● **Texte source**:
⟨
Lecture à la BU -> dialogue intérieur...

Publié le par EDG-E

- “Comment la matière devient conscience”… Je ne suis pas sûre que ce titre soit en accord avec la thèse que les auteurs de cet ouvrage défendent… C’est le terme “devenir” qui me dérange. Car si la conscience émerge de la matière, la matière elle ne devient rien, elle reste matière.

 
- Oui, mais il me semble que le terme “devenir” ne désigne pas là un changement d’état mais plutôt un changement de propriété : la matière “sans conscience” devient une matière “avec conscience”. Au contraire, je trouve que le titre est bien choisi tant il est ancré dans le monisme que défendent les auteurs.
 
- Tu parles de changement de propriétés… Mais comment une propriété telle qu’ “être doué de conscience” peut-elle apparaitre à partir de certaines matières?
Qu’un bout de plastique, par exemple, passe de l’état “transparent” à l’état “opaque”, je peux le concevoir aisément car il existe une succession de transformations physiques qui sous-tendent ce changement de propriété et toutes les étapes du passage de transparent à opaque peuvent être décrites et sont causalement reliées entre elles. Mais qu’en est-il pour le passage de “sans conscience” à “avec conscience”?
 
-Tu compares là des choses non comparables. La conscience est une notion subjective. La transparence est quand à elle un cractère physique objectif et peut donc naturellement être décrite par des moyens objectifs comme les sciences physiques.
 
- Je suis fondamentalement d’accord avec ça! La conscience est une notion strictement subjective. La preuve en est qu’on ne dispose pas de moyen scientifique pour déterminer si oui ou non un être vivant (qu’il soit humain ou pas) est doté d’une conscience. De nombreux scientifiques se battent à propos des singes : certains leur attribuent une conscience alors que d’autres non. La vérité? personne ne sait, car la vérité est un concept qui fait appel à l’objectivité. Comment l’appliquer à cette notion subjective qu’est la conscience?
⟩
● **Travail à faire**:
A) D'après le dialogue, pourquoi est-il aisé de concevoir qu'un bout de plastique passe de l'état « transparent » à l'état « opaque » ? Répondez en une à trois phrases.
B) Recopiez à l'identique le passage du dialogue allant de « - Tu parles » jusqu'à « les sciences physiques. ».
C) Dans le dialogue, à propos de quels êtres vivants de nombreux scientifiques se battent-ils pour savoir s'ils ont une conscience ?

● **Données fournies**:
⟨
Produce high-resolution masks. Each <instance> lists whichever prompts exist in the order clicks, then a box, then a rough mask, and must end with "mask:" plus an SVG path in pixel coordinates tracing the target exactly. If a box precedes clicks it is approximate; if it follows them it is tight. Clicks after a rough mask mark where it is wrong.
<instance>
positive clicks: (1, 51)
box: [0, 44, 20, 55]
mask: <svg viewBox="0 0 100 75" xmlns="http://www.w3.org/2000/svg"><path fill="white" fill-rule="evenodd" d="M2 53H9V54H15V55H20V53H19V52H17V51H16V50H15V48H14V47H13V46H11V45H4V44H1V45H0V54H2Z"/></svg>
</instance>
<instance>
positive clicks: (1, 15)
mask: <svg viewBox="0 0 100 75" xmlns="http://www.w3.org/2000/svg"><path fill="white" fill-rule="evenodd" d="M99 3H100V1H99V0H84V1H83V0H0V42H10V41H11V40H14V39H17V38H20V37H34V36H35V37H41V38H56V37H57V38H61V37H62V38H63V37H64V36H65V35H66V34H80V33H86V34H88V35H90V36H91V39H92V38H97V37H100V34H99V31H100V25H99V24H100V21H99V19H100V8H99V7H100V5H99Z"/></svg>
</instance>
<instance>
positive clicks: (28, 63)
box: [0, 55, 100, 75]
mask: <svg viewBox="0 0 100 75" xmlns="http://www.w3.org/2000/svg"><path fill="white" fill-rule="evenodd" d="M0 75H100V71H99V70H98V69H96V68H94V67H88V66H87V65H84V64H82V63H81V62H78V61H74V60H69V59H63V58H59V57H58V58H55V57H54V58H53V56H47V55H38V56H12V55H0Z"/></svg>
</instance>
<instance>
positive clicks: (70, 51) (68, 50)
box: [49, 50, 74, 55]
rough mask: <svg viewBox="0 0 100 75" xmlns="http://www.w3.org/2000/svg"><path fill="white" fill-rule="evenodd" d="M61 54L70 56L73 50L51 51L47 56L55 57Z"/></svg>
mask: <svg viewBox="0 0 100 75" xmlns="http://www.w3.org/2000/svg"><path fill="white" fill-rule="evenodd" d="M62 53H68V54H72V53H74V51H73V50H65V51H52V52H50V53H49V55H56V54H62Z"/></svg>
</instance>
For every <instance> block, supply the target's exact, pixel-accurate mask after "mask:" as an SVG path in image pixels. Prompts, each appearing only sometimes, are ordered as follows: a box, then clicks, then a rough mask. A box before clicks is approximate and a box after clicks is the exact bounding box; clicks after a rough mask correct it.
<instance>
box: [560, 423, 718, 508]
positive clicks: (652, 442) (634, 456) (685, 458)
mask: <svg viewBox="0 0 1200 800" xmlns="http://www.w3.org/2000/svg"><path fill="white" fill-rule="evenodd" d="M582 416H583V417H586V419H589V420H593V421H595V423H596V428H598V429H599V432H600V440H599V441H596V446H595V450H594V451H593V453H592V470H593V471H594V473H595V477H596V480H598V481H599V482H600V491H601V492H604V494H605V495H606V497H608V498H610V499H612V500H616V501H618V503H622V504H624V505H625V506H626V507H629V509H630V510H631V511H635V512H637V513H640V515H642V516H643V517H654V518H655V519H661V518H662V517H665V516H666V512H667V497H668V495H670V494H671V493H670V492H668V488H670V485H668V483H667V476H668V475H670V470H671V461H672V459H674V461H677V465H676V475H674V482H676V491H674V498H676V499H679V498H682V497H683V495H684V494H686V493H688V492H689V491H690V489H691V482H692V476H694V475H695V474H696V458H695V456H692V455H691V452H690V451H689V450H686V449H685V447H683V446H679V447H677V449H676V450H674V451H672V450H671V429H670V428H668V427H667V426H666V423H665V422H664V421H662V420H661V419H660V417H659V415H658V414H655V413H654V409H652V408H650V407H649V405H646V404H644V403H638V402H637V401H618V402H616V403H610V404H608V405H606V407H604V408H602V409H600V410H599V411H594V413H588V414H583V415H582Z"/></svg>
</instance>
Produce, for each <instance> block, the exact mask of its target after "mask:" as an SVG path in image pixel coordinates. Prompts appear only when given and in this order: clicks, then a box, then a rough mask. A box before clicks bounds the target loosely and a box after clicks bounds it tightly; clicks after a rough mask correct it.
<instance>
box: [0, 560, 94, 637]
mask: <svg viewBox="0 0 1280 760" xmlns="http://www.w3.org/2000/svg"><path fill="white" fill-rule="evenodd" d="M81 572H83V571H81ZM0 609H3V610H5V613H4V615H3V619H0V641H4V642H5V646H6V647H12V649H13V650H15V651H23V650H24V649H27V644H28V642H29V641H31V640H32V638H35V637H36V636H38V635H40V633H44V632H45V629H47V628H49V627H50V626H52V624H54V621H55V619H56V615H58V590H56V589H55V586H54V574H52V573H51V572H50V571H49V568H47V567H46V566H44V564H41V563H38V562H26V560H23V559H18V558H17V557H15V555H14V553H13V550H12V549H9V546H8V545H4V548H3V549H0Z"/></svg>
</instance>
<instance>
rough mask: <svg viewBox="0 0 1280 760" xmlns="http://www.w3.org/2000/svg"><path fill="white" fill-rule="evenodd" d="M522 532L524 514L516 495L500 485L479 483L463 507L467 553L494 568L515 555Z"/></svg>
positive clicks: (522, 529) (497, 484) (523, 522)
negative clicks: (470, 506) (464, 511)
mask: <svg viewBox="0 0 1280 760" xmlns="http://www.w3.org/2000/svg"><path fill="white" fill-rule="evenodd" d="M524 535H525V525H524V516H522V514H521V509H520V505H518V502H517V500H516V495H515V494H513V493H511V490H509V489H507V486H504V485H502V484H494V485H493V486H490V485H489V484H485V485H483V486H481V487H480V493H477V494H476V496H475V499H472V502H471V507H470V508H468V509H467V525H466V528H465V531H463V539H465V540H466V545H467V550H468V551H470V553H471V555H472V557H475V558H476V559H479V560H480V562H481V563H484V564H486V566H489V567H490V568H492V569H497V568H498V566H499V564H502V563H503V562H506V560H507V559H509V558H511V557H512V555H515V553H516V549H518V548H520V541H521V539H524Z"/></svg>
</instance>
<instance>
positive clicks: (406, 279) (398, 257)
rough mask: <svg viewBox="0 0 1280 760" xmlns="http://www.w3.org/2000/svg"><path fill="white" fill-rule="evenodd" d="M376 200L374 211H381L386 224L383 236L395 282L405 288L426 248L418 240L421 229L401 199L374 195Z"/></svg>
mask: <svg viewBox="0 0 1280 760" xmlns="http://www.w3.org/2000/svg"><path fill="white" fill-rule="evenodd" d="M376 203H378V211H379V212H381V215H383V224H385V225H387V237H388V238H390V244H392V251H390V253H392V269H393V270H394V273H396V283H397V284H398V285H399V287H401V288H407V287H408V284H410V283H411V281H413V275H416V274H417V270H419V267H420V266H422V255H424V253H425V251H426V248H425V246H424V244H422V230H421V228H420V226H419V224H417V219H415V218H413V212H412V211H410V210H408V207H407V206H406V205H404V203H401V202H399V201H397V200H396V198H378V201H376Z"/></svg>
⟩
● **Corrigé**:
A) Il existe une succession de transformations physiques qui sous-tendent ce changement de propriété. Toutes les étapes du passage de transparent à opaque peuvent être décrites et sont causalement reliées entre elles.

B)
- Tu parles de changement de propriétés… Mais comment une propriété telle qu’ “être doué de conscience” peut-elle apparaitre à partir de certaines matières?
Qu’un bout de plastique, par exemple, passe de l’état “transparent” à l’état “opaque”, je peux le concevoir aisément car il existe une succession de transformations physiques qui sous-tendent ce changement de propriété et toutes les étapes du passage de transparent à opaque peuvent être décrites et sont causalement reliées entre elles. Mais qu’en est-il pour le passage de “sans conscience” à “avec conscience”?
 
-Tu compares là des choses non comparables. La conscience est une notion subjective. La transparence est quand à elle un cractère physique objectif et peut donc naturellement être décrite par des moyens objectifs comme les sciences physiques.

C) À propos des singes.